→ SUPPLIED PASSAGE:
┌────────

Nanotechnology in Medicine

Exploring the economic impact of nanotechnology in medicine

Nanotechnology is rapidly emerging as a field of research allowing for both the improvement of existing and the development of completely new products and processes, across diverse sectors. It primarily impacts the research and development and production activities of companies. While most smaller companies focus merely on nanotechnology, the larger ones typically combine it with an array of other technologies. Nanotechnology, in the field of medicine, has the potential to revolutionize drug delivery, gene therapy, diagnostics, and other areas of research, development and clinical application.

Nanotechnology commonly refers to the formation of new objects with nanoscale dimensions between 1.0 and 100.0 nanometres. The integration of nanomaterials into medicine has led to the development of diagnostic devices, analytical tools, physical therapy applications, and drug delivery. The advent of nanotechnology is also paving ways for new opportunities in implantable delivery systems, which are often preferable to the use of injectable drugs, as the latter frequently display first-order kinetics.

└────────

→ DATA FOR ANALYSIS:
┌────────

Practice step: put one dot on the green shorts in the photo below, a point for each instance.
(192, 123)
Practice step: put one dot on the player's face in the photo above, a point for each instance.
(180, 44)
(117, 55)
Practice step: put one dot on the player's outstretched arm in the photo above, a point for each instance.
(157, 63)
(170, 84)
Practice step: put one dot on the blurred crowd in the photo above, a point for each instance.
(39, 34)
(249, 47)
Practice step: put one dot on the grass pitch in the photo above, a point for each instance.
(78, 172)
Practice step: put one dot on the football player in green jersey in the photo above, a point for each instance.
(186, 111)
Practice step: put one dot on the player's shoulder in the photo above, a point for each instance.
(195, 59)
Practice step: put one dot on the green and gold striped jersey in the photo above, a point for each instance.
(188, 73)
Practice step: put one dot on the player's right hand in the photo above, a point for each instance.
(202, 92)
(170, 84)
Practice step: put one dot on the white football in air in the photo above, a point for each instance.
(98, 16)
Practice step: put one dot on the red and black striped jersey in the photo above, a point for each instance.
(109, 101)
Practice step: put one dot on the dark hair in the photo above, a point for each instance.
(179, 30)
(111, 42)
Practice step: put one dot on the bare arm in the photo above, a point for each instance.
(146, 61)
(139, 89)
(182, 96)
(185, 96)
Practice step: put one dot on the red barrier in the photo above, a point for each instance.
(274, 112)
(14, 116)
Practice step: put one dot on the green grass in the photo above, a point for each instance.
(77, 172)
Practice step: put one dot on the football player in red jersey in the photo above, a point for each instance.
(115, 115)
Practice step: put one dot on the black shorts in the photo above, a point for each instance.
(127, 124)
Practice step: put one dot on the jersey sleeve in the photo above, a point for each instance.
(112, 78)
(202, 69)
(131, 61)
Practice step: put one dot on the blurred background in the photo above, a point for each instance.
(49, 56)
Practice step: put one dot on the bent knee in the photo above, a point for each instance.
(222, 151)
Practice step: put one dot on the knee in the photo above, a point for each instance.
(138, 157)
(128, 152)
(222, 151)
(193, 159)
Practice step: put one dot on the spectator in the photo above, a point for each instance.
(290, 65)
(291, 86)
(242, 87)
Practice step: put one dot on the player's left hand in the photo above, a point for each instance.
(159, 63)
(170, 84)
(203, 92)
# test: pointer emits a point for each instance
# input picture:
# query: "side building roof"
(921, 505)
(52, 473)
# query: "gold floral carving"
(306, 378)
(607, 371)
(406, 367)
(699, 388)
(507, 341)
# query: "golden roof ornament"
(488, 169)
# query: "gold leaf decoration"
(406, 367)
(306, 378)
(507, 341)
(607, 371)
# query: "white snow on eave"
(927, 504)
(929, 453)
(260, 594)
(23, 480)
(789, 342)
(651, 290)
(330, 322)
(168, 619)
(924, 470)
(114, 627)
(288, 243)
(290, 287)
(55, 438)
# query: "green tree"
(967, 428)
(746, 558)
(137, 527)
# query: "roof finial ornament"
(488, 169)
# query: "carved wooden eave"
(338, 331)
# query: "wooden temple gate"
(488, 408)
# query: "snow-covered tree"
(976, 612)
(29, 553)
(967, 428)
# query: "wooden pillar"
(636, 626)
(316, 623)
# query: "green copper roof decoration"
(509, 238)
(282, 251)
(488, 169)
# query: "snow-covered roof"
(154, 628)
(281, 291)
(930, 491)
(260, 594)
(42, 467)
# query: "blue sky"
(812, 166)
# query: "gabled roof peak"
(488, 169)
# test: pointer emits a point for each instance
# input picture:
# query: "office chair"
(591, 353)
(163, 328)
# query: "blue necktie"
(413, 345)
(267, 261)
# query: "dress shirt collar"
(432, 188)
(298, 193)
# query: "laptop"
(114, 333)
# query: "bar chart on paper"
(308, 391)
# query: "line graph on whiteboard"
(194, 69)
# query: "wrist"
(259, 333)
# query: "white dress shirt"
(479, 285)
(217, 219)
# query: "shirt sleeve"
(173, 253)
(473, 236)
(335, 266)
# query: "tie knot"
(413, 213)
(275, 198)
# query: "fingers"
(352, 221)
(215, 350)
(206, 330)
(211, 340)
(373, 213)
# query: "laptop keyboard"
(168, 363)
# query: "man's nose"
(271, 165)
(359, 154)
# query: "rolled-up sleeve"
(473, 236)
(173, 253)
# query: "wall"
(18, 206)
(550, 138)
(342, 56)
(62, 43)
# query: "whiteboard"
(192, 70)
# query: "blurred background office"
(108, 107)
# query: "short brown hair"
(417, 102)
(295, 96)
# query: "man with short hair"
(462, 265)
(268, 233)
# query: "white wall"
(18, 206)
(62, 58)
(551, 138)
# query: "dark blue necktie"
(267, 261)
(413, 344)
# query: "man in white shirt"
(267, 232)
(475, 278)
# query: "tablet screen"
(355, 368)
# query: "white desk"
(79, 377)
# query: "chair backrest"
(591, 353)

└────────

→ EXERCISE OBJECTIVE: List everything that the nanotechnology in medicine text says the integration of nanomaterials into medicine has led to the development of.

→ SOLUTION:
- Diagnostic devices
- Analytical tools
- Physical therapy applications
- Drug delivery